From the listing below, retype exactly the line holding "[[554, 7], [87, 114], [467, 156]]", the line holding "[[961, 241], [996, 250]]", and the lines between them; skip everything else.

[Start of Attachment]

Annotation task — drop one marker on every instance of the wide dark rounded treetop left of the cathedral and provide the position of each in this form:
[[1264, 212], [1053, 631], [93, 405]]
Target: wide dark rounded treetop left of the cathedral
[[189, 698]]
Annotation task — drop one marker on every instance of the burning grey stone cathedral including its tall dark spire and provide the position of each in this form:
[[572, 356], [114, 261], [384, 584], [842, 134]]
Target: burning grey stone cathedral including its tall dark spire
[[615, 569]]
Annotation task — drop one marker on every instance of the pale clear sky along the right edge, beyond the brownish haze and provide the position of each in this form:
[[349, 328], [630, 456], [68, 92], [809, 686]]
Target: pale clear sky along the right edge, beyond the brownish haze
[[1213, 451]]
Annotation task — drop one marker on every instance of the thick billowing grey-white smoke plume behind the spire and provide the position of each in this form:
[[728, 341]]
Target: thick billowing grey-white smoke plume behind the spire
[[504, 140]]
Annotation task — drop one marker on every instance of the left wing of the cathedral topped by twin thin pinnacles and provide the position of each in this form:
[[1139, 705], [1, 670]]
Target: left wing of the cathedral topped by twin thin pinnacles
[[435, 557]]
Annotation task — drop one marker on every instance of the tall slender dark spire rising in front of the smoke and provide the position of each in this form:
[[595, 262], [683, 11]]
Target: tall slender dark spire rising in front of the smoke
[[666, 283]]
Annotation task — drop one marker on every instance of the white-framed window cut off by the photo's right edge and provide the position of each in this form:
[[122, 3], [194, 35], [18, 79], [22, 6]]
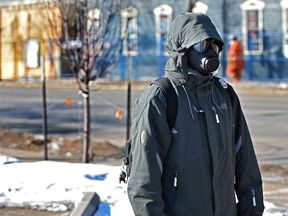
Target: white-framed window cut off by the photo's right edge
[[284, 5]]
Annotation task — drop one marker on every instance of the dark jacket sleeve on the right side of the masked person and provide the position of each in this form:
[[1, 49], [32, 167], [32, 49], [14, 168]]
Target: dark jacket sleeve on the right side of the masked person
[[248, 181]]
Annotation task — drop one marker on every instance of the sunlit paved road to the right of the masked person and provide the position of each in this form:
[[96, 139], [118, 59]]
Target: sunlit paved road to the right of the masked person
[[267, 117]]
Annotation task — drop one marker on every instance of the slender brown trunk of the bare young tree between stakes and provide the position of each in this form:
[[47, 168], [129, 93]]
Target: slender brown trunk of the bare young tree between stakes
[[86, 126]]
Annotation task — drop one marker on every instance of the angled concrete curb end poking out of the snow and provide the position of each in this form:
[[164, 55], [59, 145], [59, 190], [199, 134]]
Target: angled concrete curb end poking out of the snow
[[88, 205]]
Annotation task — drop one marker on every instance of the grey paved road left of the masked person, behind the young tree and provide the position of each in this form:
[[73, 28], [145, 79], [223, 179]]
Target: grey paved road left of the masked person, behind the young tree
[[22, 110]]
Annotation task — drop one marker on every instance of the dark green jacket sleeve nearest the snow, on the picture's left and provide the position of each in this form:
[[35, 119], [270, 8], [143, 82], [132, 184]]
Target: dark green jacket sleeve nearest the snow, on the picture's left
[[150, 143]]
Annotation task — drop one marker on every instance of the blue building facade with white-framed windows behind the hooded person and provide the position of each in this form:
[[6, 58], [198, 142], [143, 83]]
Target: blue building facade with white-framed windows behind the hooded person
[[261, 25]]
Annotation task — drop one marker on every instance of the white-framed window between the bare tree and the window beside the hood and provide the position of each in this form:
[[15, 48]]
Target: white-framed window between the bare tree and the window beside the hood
[[130, 31]]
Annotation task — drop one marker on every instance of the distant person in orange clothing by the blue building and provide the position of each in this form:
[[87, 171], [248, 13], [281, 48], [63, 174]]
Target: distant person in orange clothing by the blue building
[[235, 59]]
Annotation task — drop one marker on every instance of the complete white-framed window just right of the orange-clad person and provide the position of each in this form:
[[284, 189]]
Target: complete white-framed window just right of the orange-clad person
[[252, 26]]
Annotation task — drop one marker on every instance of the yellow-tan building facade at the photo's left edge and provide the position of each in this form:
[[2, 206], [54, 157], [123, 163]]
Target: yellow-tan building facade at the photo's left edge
[[27, 40]]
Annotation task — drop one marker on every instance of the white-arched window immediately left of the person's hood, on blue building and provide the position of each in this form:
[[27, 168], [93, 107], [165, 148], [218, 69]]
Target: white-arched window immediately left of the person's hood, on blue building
[[163, 15]]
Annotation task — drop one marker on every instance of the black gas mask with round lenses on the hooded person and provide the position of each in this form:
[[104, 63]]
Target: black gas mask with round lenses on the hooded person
[[204, 56]]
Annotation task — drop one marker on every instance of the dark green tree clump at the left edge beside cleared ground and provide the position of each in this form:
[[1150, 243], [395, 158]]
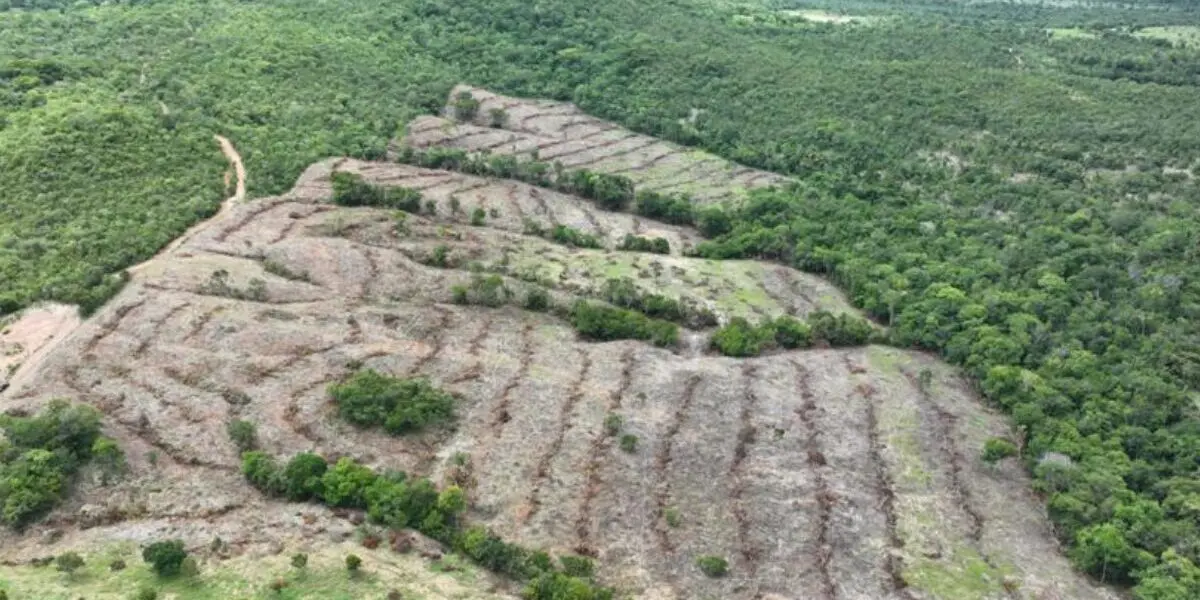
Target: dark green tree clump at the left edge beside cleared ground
[[40, 454]]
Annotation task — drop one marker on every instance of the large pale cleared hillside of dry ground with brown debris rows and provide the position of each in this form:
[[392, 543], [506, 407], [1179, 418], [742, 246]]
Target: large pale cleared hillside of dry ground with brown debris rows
[[819, 475]]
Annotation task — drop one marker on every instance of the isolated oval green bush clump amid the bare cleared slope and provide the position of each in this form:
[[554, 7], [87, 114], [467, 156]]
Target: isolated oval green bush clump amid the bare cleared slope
[[400, 406]]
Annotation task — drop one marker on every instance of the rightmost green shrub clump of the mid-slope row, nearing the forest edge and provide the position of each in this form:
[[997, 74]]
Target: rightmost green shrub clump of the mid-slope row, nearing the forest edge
[[742, 339]]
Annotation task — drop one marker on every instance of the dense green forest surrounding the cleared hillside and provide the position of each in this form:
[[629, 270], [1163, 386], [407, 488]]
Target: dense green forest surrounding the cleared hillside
[[1010, 184]]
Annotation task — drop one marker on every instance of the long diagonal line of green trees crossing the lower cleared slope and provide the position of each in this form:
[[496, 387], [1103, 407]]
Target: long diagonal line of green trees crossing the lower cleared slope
[[395, 501]]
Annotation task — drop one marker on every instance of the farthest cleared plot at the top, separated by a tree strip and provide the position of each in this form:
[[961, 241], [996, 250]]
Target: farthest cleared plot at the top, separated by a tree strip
[[561, 133]]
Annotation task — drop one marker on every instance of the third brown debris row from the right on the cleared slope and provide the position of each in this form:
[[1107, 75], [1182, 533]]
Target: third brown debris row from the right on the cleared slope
[[815, 460]]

[End of Attachment]

> _Answer section_:
[[554, 7], [87, 114], [467, 156]]
Target: isolated oval green bush clump amid the bare cleared slope
[[400, 406]]
Annotation task — drop one marker on every instance of the rightmost green shrub clump of the mid-slope row, nearing the forest edge and provide the position of each in this form:
[[997, 74]]
Target: rightmost green shrub clump of the mid-slope row, nearing the forest edge
[[742, 339]]
Annotation task — drop one marker on every instance of the dense green forest surrounding the cleared hillside and provide the position of each in this form:
[[629, 270], [1163, 386], [407, 488]]
Target: dense green forest surrounding the cleared hillside
[[1010, 184]]
Annotation task — drop one marker on every instance of the long diagonal line of green trees crossing the lower cleared slope and provide the position of each in this form:
[[496, 387], [1103, 407]]
Target: long diagonal line of green trees crossing the lower cleared slope
[[395, 501]]
Annotation task — drop one marker on every instance of the farthest cleared plot at the top, separated by a tree strip and provide the position of each in this form:
[[961, 241], [996, 250]]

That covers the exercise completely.